__FRAGMENTO PROPORCIONADO__:
# # # # #
Un bebé también puede traer tristeza

Cuando estaba embarazada de mi primer bebé, todo el mundo me decía que al dar a luz sentiría una gran felicidad. Pero la realidad, en mi caso —y en el caso de 1 de cada 10 madres— fue diferente.

Me sentí feliz cuando vi al bebé por primera vez, pero esa felicidad se esfumó una semana después de haber regresado a la casa.

Me sentía sola, aunque mi mamá llegó de El Salvador para ayudarme. Los sentimientos de desesperación me inundaban cuando la niña lloraba. Me enfurecía que el papá de mi hija estuviera bien y que yo era la única cuyo cuerpo había sido utilizado para crear esa nueva vida.

Por momentos me sentaba en la cama con la niña llorando frente a mí y no podía responder. Al ver mi estado, mi mamá reaccionaba rápidamente y se iba a caminar con la bebé. Cuando ambas regresaban, mi trance o inhabilidad ya había pasado, aún me sentía cansada y adolorida.

Recuerdo que los primeros tres meses fueron los peores. El constante reclamo por la leche materna me agobiaba de vez en cuando, pero por suerte tenía apoyo de mis familiares.

Poco a poco esa desesperación pasó. Nunca hablé con la doctora que me atendió. Ningún médico o enfermera me preguntó cómo me sentía emocionalmente. Me preguntaban si la bebé estaba comiendo y si mis heridas ya habían sanado.

Cuando me sentía mal, le reclamaba a mi mamá por qué no me había dicho lo difícil que era criar a un recién nacido. Ella no entendía a qué me refería porque su experiencia fue diferente. Para ella ser madre es lo más bello del mundo y asegura que ella hubiese querido tener más embarazos y más bebés.

Ahora tengo seis meses de embarazo. Las personas que no me conocen me preguntan si es mi primer bebé. Yo les respondo: “No, es mi segundo. Y ya sé lo que me espera”.
# # # # #
__INSTRUCCIONES DE LA TAREA__:
Copia otra vez el fragmento, empezando por "Me sentía sola, aunque" y siguiendo hasta "cansada y adolorida.", y sustituye "El Salvador" por "Guatemala".

__EXTRACTO DE DATOS__:
# # # # #
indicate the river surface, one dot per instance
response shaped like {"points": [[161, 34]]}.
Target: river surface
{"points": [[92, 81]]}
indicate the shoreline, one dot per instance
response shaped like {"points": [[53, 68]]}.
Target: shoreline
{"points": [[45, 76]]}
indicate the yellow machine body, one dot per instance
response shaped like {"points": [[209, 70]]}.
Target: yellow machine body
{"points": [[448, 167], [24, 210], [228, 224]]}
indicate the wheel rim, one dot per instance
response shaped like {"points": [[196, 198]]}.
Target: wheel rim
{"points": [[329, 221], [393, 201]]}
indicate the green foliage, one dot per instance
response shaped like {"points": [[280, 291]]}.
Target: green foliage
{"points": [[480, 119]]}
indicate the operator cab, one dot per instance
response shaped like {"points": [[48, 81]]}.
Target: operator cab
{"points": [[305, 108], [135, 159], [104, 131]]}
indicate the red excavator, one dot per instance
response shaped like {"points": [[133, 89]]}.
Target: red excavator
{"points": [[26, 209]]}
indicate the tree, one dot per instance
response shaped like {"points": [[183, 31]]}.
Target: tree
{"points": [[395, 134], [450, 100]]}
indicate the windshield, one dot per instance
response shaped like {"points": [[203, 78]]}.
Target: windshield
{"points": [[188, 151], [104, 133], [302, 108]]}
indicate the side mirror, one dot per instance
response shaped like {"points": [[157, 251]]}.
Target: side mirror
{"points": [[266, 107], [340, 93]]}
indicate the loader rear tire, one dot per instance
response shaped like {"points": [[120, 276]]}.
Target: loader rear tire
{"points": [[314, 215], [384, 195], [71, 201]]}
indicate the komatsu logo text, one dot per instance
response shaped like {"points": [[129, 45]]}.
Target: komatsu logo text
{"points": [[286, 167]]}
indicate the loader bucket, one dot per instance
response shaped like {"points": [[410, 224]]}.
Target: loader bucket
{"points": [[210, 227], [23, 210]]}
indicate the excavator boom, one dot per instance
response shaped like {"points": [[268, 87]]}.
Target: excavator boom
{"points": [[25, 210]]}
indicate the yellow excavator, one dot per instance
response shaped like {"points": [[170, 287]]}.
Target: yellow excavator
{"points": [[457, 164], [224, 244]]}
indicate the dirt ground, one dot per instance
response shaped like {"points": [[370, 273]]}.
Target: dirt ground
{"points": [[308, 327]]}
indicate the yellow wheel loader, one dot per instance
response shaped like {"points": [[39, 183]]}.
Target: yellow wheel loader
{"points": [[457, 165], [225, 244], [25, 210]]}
# # # # #
__SOLUCIÓN DEL EJERCICIO__:
Me sentía sola, aunque mi mamá llegó de Guatemala para ayudarme. Los sentimientos de desesperación me inundaban cuando la niña lloraba. Me enfurecía que el papá de mi hija estuviera bien y que yo era la única cuyo cuerpo había sido utilizado para crear esa nueva vida.

Por momentos me sentaba en la cama con la niña llorando frente a mí y no podía responder. Al ver mi estado, mi mamá reaccionaba rápidamente y se iba a caminar con la bebé. Cuando ambas regresaban, mi trance o inhabilidad ya había pasado, aún me sentía cansada y adolorida.